- [Input data]
------------------------------------

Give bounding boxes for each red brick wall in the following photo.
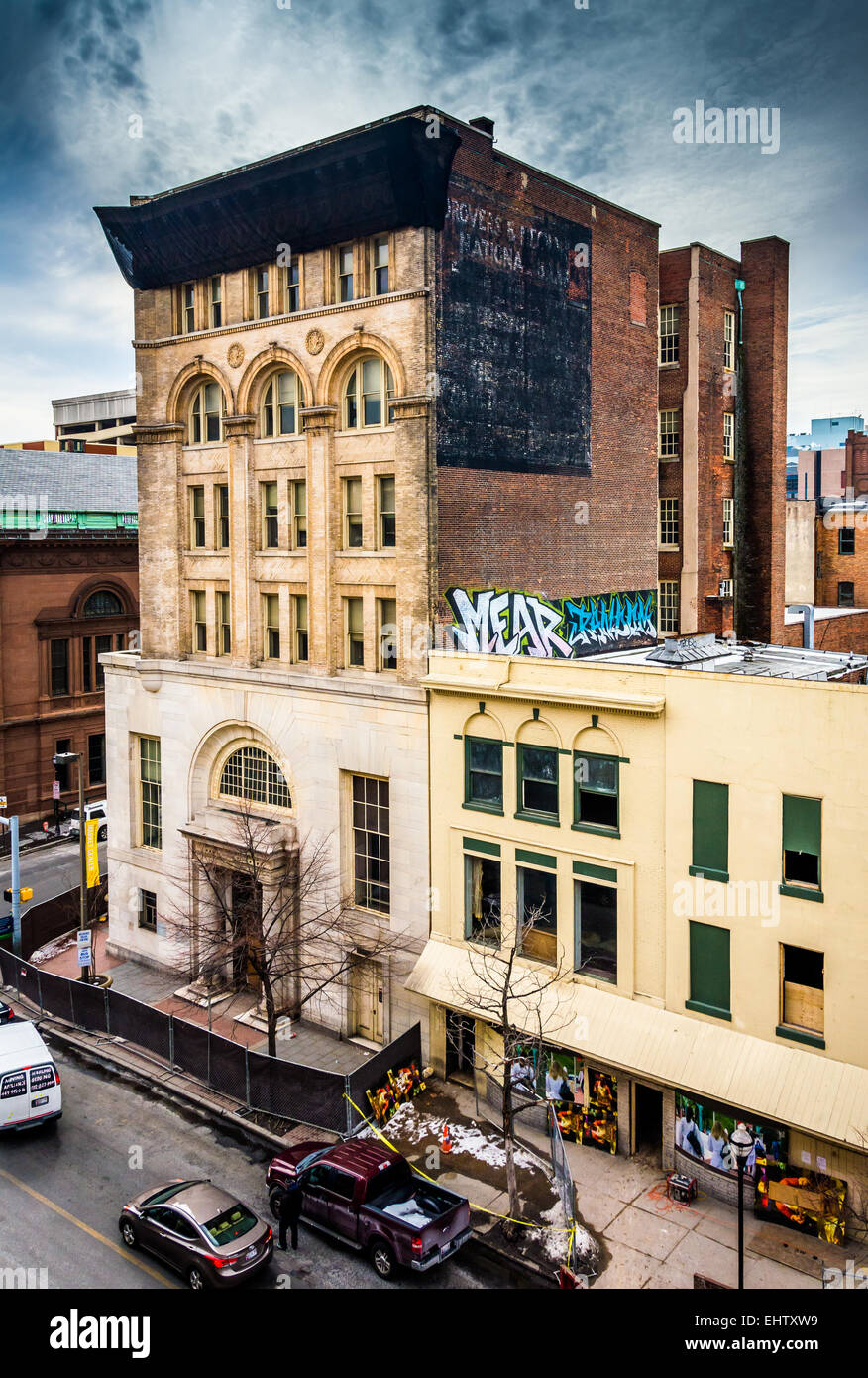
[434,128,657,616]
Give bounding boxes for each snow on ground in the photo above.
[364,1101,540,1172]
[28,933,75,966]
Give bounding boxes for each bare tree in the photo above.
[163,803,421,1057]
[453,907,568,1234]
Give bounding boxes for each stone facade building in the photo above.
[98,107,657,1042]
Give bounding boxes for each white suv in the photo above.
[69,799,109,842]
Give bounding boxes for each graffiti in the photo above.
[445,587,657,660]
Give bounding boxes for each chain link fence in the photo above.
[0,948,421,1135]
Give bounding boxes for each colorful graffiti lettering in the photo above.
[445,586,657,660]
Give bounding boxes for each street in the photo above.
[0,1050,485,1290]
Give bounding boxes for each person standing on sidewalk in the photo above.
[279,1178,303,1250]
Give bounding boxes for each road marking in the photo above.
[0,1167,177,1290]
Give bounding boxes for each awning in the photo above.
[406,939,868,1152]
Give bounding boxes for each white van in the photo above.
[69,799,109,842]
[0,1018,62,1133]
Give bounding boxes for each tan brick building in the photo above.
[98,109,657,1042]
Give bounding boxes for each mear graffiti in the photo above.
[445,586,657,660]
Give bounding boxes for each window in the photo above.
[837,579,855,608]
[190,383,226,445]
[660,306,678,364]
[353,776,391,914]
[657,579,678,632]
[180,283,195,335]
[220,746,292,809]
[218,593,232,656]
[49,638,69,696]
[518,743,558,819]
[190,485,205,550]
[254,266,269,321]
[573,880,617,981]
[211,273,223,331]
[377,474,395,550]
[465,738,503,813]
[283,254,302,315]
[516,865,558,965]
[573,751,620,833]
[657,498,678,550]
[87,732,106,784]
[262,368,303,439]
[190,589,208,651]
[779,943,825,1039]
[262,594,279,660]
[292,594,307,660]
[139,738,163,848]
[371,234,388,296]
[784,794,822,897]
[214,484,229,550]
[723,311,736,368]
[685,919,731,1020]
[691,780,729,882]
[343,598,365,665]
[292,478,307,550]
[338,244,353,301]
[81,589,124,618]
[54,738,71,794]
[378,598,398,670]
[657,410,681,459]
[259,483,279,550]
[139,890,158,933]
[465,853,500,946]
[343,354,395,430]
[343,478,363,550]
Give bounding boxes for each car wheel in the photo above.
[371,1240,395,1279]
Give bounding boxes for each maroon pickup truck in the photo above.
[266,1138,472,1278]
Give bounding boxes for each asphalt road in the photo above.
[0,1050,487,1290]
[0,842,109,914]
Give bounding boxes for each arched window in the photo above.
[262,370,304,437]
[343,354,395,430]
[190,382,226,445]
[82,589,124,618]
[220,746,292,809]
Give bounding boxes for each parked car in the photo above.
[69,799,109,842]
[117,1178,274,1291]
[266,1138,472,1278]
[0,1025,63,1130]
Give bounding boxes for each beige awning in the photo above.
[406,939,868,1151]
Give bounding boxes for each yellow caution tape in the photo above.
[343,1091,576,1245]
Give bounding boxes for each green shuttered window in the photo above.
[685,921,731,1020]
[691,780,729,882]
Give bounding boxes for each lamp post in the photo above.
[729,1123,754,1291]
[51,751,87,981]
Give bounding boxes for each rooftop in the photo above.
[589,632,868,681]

------------------------------------

- [Given task] How many of the rows above contain the string "window"? Reply with the number alone.

- [Answer to the problem] 3